*SET PROBLEM:* Add 132 to every vertex coordinate in the mask answers from the start of the rows through the line containing "M 823 206 L", and write out that whole stretch again with the requests included. Keep the numbers in the requests and their sample paths unchanged, and leave the pictures out.
==*==
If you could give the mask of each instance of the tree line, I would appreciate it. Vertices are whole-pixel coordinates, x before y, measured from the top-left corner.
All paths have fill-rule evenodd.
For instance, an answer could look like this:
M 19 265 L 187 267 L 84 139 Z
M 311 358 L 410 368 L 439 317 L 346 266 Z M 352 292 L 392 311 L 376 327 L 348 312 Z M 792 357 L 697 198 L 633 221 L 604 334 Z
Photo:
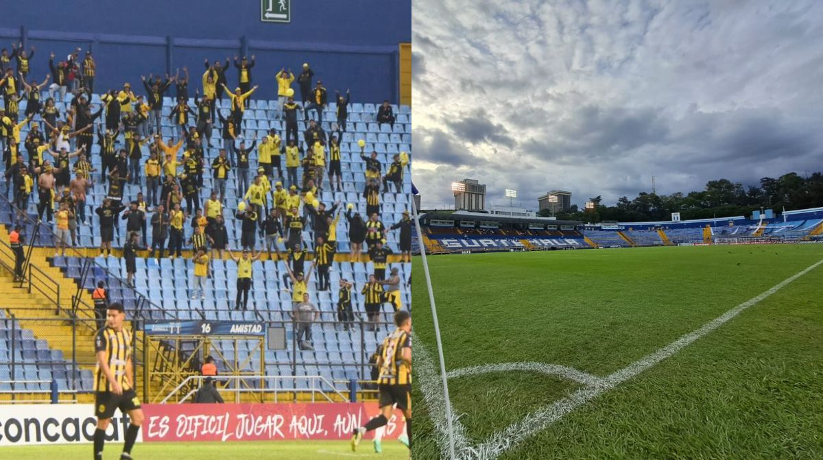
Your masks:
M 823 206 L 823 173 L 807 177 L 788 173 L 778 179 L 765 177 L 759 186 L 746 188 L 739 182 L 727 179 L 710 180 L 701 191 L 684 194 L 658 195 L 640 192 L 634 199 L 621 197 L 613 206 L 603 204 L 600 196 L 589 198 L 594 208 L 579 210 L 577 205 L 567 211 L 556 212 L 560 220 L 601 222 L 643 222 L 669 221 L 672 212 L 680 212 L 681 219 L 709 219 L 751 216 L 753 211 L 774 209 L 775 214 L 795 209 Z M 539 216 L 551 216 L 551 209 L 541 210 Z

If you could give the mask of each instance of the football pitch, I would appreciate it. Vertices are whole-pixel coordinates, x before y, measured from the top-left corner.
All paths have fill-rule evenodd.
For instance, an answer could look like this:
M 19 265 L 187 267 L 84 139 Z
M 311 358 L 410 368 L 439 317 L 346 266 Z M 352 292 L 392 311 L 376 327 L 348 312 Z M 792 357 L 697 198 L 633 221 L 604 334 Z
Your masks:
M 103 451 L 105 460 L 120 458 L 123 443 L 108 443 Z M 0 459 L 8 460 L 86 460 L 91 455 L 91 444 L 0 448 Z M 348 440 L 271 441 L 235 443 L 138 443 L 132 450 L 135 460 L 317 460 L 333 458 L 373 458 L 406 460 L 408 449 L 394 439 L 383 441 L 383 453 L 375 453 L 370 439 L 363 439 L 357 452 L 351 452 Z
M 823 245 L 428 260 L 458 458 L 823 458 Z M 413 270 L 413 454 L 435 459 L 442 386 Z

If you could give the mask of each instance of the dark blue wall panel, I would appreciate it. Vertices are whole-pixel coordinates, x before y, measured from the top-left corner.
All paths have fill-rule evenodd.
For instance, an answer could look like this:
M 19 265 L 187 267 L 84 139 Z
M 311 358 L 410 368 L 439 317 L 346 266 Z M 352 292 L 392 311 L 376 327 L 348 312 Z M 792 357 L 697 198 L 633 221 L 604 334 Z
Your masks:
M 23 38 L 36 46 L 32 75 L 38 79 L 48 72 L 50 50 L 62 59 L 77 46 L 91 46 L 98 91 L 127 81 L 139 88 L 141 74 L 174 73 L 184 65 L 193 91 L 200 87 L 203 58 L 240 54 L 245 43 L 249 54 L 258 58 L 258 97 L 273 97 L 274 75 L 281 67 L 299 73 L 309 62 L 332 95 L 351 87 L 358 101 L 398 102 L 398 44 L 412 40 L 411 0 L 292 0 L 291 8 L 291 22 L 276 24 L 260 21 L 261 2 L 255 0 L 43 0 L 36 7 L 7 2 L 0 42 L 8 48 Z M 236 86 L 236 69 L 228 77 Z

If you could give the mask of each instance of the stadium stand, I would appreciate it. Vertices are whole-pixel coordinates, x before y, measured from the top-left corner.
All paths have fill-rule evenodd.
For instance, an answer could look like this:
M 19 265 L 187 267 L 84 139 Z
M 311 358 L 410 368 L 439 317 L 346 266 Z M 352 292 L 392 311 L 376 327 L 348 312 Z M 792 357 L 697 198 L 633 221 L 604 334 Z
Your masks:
==*==
*EXERCISE SOLUTION:*
If you could give the mask of each instance of the tree line, I would appreciate it. Vertices are whole-pixel coordinates, x before y, measured from the top-left corner.
All paths have fill-rule evenodd.
For instance, an answer could look like this:
M 19 265 L 187 267 L 84 139 Z
M 311 358 L 410 368 L 439 317 L 346 266 Z M 352 292 L 392 311 L 376 327 L 348 312 Z M 792 357 L 697 198 L 633 221 L 604 334 Z
Photo:
Your masks:
M 955 338 L 955 305 L 939 309 L 920 305 L 910 311 L 897 309 L 891 318 L 878 320 L 871 314 L 859 311 L 842 312 L 833 323 L 816 326 L 790 327 L 772 324 L 766 331 L 753 329 L 745 338 L 735 336 L 732 328 L 721 330 L 726 340 L 711 342 L 709 337 L 699 343 L 688 344 L 692 352 L 733 354 L 775 354 L 801 353 L 804 344 L 812 344 L 813 351 L 841 351 L 883 348 L 885 343 L 906 341 L 907 346 L 927 341 Z M 671 348 L 683 348 L 683 341 L 673 342 Z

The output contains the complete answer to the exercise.